RECORDS PROVIDED -
═══

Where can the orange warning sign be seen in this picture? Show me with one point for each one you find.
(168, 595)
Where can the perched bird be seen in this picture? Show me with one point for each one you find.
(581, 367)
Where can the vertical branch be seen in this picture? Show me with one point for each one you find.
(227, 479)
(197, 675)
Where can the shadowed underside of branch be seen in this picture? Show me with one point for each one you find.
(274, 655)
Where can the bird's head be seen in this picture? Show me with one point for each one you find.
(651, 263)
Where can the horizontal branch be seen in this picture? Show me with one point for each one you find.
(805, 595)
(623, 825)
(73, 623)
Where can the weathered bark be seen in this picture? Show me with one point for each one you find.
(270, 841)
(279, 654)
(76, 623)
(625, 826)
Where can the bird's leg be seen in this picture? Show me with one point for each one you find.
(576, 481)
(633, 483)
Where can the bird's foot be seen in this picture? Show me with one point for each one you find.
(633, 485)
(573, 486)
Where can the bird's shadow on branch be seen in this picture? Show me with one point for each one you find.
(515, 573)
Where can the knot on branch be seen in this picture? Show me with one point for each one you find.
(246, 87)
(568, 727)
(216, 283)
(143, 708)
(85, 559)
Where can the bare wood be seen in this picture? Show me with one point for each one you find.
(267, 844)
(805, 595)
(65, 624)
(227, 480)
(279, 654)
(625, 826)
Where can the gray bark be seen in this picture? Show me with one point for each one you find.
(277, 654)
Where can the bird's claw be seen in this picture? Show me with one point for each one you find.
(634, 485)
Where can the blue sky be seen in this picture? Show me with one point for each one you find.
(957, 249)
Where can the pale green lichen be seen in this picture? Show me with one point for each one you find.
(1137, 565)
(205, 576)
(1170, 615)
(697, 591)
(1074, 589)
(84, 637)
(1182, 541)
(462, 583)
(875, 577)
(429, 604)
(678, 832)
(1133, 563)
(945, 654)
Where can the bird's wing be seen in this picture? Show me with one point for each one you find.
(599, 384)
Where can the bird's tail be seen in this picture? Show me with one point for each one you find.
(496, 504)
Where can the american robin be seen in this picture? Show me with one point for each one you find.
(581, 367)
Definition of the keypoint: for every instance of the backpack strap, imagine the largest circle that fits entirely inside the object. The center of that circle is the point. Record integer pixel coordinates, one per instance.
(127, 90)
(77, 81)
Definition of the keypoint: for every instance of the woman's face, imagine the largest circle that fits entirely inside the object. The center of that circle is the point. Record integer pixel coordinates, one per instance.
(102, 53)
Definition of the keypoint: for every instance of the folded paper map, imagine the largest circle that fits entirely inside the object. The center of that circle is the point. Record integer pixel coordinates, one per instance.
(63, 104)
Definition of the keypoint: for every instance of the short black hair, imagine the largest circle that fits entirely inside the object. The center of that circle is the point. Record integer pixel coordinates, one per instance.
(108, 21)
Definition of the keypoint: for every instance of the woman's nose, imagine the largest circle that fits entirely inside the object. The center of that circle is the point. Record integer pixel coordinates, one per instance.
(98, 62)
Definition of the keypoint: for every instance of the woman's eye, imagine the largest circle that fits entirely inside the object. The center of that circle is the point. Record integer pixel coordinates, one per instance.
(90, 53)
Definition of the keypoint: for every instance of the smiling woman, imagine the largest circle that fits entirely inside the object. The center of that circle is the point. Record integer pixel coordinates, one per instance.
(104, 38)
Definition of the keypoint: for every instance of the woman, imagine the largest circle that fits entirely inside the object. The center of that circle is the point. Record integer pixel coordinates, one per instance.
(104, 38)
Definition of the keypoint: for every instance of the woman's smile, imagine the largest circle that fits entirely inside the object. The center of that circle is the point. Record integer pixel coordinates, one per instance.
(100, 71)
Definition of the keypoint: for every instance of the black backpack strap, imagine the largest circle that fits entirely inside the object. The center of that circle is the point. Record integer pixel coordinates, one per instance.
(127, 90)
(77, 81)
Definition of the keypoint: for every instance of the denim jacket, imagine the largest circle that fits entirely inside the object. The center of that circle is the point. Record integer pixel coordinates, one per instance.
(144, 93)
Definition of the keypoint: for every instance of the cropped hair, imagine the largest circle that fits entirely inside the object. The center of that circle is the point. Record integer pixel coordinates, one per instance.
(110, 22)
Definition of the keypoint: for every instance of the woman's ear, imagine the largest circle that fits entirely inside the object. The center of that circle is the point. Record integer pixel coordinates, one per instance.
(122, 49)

═══

EXERCISE DIRECTIONS -
The required result is an exact repetition of the lines from the one containing "Definition of the keypoint: for every instance of the cropped" through the last line of the data.

EXPECTED OUTPUT -
Definition of the keypoint: for every instance of the cropped hair, imagine the largest circle that fits entirely inside the object. The center of that circle is the point. Record integer pixel coordinates, one per instance.
(110, 22)
Definition of the keypoint: for every instance of the woman's ear, imagine the largest circle that fits entirely inside the object. The center of that circle is the point. Record integer pixel coordinates, one per instance.
(122, 49)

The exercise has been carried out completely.